### CHALLENGE
Turn the rows below into a JSON list of strings with one string per line. Leave out blank lines.

### Point labeling examples
◆ ◆ ◆

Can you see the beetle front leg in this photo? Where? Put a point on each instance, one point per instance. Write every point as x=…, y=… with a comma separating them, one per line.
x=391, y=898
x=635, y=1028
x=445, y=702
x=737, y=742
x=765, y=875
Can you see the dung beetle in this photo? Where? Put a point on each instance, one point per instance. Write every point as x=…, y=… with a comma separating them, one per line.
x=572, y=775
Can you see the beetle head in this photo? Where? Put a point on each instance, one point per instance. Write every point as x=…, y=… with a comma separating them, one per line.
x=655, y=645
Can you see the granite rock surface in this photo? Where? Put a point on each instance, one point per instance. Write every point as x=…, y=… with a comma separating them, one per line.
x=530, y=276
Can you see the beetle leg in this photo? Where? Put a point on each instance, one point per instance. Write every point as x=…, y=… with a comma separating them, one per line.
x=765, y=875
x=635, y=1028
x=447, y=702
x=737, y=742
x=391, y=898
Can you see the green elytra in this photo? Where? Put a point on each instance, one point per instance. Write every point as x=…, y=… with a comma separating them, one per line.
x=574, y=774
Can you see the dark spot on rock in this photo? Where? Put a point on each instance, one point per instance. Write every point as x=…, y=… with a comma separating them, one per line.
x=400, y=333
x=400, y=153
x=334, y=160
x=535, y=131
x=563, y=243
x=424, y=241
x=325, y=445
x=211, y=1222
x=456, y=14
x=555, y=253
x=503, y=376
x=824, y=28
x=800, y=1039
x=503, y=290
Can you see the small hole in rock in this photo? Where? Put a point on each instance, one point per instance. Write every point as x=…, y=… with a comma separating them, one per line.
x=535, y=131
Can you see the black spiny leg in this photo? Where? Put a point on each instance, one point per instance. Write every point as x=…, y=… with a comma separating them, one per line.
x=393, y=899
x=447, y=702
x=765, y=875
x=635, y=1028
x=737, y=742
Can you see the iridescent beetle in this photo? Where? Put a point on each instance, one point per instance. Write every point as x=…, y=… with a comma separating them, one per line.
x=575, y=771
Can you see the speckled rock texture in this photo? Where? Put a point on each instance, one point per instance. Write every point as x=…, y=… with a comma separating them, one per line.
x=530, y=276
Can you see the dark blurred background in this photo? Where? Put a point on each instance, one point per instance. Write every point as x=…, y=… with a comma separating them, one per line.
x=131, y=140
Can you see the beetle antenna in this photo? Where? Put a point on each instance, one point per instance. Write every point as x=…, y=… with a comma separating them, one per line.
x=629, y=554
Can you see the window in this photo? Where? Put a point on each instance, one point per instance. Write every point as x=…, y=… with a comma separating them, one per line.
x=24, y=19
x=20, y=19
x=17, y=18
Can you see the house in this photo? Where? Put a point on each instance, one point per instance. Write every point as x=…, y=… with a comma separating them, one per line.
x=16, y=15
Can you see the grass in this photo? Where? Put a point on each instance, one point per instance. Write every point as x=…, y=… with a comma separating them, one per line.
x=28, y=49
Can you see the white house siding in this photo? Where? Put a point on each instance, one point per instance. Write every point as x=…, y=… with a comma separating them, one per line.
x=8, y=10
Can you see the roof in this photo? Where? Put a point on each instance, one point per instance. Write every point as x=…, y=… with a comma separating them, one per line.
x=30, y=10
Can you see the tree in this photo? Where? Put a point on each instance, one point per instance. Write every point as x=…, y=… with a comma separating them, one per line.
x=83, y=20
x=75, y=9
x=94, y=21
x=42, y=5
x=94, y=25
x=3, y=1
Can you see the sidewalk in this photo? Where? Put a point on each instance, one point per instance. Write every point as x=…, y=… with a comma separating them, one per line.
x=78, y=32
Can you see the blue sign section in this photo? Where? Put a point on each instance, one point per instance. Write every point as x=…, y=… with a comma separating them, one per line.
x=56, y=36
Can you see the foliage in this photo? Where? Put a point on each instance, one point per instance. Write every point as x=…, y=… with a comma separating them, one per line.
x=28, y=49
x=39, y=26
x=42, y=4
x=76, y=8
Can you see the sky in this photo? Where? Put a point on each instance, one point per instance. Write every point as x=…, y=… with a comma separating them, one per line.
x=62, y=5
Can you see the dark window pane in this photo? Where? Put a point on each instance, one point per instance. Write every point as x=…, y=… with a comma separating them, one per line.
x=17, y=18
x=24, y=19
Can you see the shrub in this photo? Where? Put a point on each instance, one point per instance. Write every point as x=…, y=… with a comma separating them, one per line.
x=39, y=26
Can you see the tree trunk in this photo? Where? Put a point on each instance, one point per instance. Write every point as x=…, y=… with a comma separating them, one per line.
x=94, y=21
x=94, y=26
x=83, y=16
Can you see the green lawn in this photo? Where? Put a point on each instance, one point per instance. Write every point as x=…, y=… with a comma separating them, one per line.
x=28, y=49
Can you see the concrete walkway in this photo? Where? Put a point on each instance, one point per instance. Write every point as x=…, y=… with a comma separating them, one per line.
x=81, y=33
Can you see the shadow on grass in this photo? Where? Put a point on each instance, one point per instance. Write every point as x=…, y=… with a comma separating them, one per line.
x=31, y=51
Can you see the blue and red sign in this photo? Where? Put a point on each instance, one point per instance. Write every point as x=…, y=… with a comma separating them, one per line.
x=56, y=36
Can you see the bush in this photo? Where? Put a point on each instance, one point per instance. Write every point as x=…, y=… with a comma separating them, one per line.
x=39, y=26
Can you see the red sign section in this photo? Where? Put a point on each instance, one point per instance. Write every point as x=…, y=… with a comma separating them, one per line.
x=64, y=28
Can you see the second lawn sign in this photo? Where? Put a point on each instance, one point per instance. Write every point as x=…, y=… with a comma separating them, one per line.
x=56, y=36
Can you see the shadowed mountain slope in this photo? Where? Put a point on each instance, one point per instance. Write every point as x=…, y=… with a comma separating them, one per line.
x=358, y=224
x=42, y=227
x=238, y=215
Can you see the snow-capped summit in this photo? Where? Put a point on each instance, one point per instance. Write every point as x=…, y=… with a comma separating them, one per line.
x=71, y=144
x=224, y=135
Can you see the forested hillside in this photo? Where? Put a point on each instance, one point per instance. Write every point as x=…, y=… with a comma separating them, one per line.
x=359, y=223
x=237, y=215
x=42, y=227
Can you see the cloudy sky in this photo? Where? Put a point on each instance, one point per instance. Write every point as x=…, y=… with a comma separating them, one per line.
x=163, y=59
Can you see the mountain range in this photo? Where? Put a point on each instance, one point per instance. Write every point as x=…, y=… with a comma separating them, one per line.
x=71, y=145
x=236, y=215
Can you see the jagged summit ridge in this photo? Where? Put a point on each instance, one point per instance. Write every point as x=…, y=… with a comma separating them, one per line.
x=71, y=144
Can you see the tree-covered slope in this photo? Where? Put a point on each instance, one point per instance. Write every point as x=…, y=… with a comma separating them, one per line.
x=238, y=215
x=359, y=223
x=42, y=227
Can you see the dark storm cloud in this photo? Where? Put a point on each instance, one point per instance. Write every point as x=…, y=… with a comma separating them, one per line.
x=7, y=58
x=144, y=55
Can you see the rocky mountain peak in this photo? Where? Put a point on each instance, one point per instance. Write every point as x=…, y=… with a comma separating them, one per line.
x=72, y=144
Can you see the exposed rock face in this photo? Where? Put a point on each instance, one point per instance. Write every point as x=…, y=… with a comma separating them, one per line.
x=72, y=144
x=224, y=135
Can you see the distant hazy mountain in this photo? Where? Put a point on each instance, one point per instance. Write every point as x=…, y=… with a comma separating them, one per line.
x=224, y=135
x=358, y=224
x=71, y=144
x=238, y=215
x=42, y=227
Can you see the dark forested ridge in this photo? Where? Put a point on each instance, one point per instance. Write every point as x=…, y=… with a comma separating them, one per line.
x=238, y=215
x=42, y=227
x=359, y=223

◆ ◆ ◆

### THE RESULT
[
  "Can you see the beetle front leg in this photo? Where? Put a point on each instance, one point per instance. Write every point as x=…, y=… with a comma separating them, one per line.",
  "x=391, y=898",
  "x=635, y=1028",
  "x=445, y=702",
  "x=737, y=742",
  "x=765, y=875",
  "Can you see the dung beetle in this photo? Where? Put a point on each instance, one point per instance. Write every point as x=…, y=… with a comma separating them, one per line.",
  "x=572, y=775",
  "Can you see the beetle head in this photo? Where? Put a point on each instance, one point per instance. Write every point as x=…, y=… with a comma separating them, one per line.",
  "x=655, y=645",
  "Can you see the granite rock surface in this photo? Where? Put a point on each instance, one point per instance. Write every point as x=…, y=… with a comma separating them, one per line.",
  "x=530, y=276",
  "Can you see the beetle leg in this photo? Where? Put a point on each instance, one point per instance. Write every point as x=…, y=… with a comma separating them, one per line.",
  "x=765, y=875",
  "x=635, y=1028",
  "x=447, y=702",
  "x=737, y=742",
  "x=391, y=898",
  "Can you see the green elytra in this photo? Where? Put a point on each instance, one point per instance. Write every point as x=…, y=… with a comma separating them, one per line.",
  "x=574, y=774",
  "Can you see the dark spot on rock in this photo? Where? Put a point on each instance, one point per instance. Write every point as x=…, y=… with a comma separating them, one per line.",
  "x=400, y=333",
  "x=400, y=153",
  "x=334, y=160",
  "x=535, y=131",
  "x=563, y=243",
  "x=424, y=241",
  "x=325, y=445",
  "x=211, y=1222",
  "x=456, y=14",
  "x=555, y=253",
  "x=503, y=376",
  "x=824, y=28",
  "x=800, y=1039",
  "x=503, y=290",
  "Can you see the small hole in rock in this photo? Where? Put a point on each instance, one point per instance. Write every point as x=…, y=… with a comma separating them, one per line.",
  "x=535, y=131",
  "Can you see the black spiny leg in this photo? Where? Put a point on each instance, one point per instance. Write every point as x=…, y=… with a comma separating them, one per line.",
  "x=393, y=899",
  "x=447, y=702",
  "x=765, y=875",
  "x=635, y=1028",
  "x=737, y=742",
  "Can you see the iridescent beetle in this photo? Where? Put a point on each instance, one point per instance. Write every point as x=…, y=… with a comma separating them, one per line.",
  "x=575, y=771",
  "Can you see the speckled rock texture in this photo? Where? Put a point on each instance, one point per instance. Write every point as x=…, y=… with a comma separating them, one per line.",
  "x=530, y=276",
  "Can you see the dark blurred background in this photo? Where? Put a point on each instance, one point per instance. Write every point as x=…, y=… with a comma separating them, one per line.",
  "x=131, y=140",
  "Can you see the beetle antenna in this photo? Where? Put a point on each instance, one point per instance. Write every point as x=…, y=… with a comma separating them, one per line.",
  "x=629, y=554",
  "Can you see the window in this photo? Where? Put a point on each instance, one point per instance. Write every point as x=…, y=… with a comma separating them, one per line.",
  "x=24, y=19",
  "x=20, y=19",
  "x=17, y=18",
  "Can you see the house in this photo? Where? Put a point on each instance, one point per instance. Write every point as x=…, y=… with a comma separating them, one per line.",
  "x=16, y=15",
  "Can you see the grass in this photo? Where? Put a point on each instance, one point per instance. Write every point as x=…, y=… with a comma separating them, one per line.",
  "x=28, y=49",
  "Can you see the white house siding in this photo? Where? Put a point on each instance, one point per instance. Write every point as x=…, y=… with a comma separating them, one per line.",
  "x=8, y=10",
  "Can you see the roof in this photo? Where? Put a point on each instance, one point per instance. Write every point as x=…, y=… with a comma separating them, one per line.",
  "x=30, y=10",
  "Can you see the tree in this photo? Where? Put a point on each instance, one point per instance. Write every point as x=…, y=… with a comma separating them, one per line.",
  "x=83, y=20",
  "x=75, y=9",
  "x=94, y=21",
  "x=42, y=5",
  "x=94, y=25",
  "x=3, y=1",
  "Can you see the sidewalk in this photo? Where? Put a point on each instance, one point per instance. Write every point as x=…, y=… with a comma separating them, one per line.",
  "x=78, y=32",
  "Can you see the blue sign section in this photo? Where? Put a point on each instance, one point per instance. Write every point as x=…, y=… with a comma separating them, one per line.",
  "x=56, y=36",
  "Can you see the foliage in this photo? Where? Put a point on each instance, one point per instance. Write every point as x=…, y=… with a comma separating them, one per line.",
  "x=28, y=49",
  "x=39, y=26",
  "x=42, y=4",
  "x=76, y=8",
  "Can you see the sky in this photo? Where? Put a point on each instance, one point per instance. Write every point as x=…, y=… with a comma separating them, one per line.",
  "x=62, y=5",
  "Can you see the dark window pane in this photo? Where? Put a point on each instance, one point per instance. Write every point as x=…, y=… with a comma separating them, one per line.",
  "x=17, y=18",
  "x=24, y=19",
  "Can you see the shrub in this photo? Where? Put a point on each instance, one point per instance. Write every point as x=…, y=… with a comma separating them, one per line.",
  "x=39, y=26",
  "Can you see the tree trunk in this photo? Where? Put a point on each instance, one point per instance. Write every point as x=…, y=… with a comma separating them, one per line.",
  "x=94, y=21",
  "x=94, y=26",
  "x=83, y=16",
  "Can you see the green lawn in this photo? Where? Put a point on each instance, one point per instance. Write every point as x=…, y=… with a comma separating them, one per line.",
  "x=28, y=49",
  "Can you see the concrete walkway in this photo? Where? Put a point on each instance, one point per instance. Write every point as x=…, y=… with a comma separating them, one per line.",
  "x=81, y=33",
  "Can you see the shadow on grass in this photo? Where? Put a point on each instance, one point per instance. Write every point as x=…, y=… with a comma separating them, one per line.",
  "x=31, y=51",
  "Can you see the blue and red sign in this photo? Where? Put a point on each instance, one point per instance. Write every point as x=…, y=… with a comma separating them, one per line.",
  "x=56, y=36",
  "Can you see the bush in this photo? Where? Put a point on each instance, one point per instance. Write every point as x=…, y=… with a comma separating them, one per line.",
  "x=39, y=26",
  "Can you see the red sign section in this photo? Where? Put a point on each instance, one point per instance. Write every point as x=…, y=… with a comma separating them, one per line.",
  "x=64, y=28",
  "Can you see the second lawn sign in this photo? Where? Put a point on each instance, one point per instance. Write every point as x=…, y=… with a comma separating them, one per line.",
  "x=56, y=36",
  "Can you see the shadowed mountain slope in this photo? Where? Put a point on each instance, one point per instance. Write every point as x=…, y=… with a comma separating them, one per line.",
  "x=358, y=224",
  "x=42, y=227",
  "x=238, y=215",
  "Can you see the snow-capped summit in this photo? Where? Put a point on each instance, one point per instance. Write every point as x=…, y=… with a comma separating them, one per line.",
  "x=71, y=144",
  "x=224, y=135",
  "Can you see the forested hillside in this photo? Where? Put a point on each instance, one point per instance. Write every point as x=…, y=… with a comma separating them, one per line.",
  "x=359, y=223",
  "x=237, y=215",
  "x=42, y=227",
  "Can you see the cloudy sky in this photo? Where? Put a point on each instance, one point per instance. Write every point as x=…, y=… with a comma separating them, one per line.",
  "x=163, y=59",
  "Can you see the mountain range in this photo? Where? Put a point on each instance, one point per instance. Write every point as x=…, y=… with a comma separating them, one per line.",
  "x=71, y=145",
  "x=236, y=215",
  "Can you see the jagged summit ridge in this photo? Where? Put a point on each instance, one point per instance. Write every point as x=…, y=… with a comma separating them, one per line.",
  "x=71, y=144",
  "Can you see the tree-covered slope in this photo? Where? Put a point on each instance, one point per instance. Write every point as x=…, y=… with a comma separating them, one per line.",
  "x=238, y=215",
  "x=359, y=223",
  "x=42, y=227",
  "Can you see the dark storm cloud in this photo? Where? Put a point on each instance, one point per instance. Write every point as x=…, y=… with a comma separating them, one per line.",
  "x=7, y=58",
  "x=144, y=55",
  "Can you see the rocky mountain peak in this photo? Where? Put a point on each instance, one point per instance. Write every point as x=…, y=… with a comma separating them, one per line.",
  "x=72, y=144",
  "Can you see the exposed rock face in this photo? Where? Put a point on each instance, one point per instance. Write every point as x=…, y=… with a comma separating them, one per line.",
  "x=72, y=144",
  "x=224, y=135",
  "Can you see the distant hazy mountain in this photo? Where? Put a point on each instance, one point per instance. Write every point as x=…, y=… with a comma separating them, one per line.",
  "x=224, y=135",
  "x=358, y=224",
  "x=71, y=144",
  "x=238, y=215",
  "x=42, y=227",
  "Can you see the dark forested ridge in this photo? Where? Put a point on each instance, one point per instance. Write every point as x=…, y=… with a comma separating them, one per line.",
  "x=238, y=215",
  "x=42, y=227",
  "x=359, y=223"
]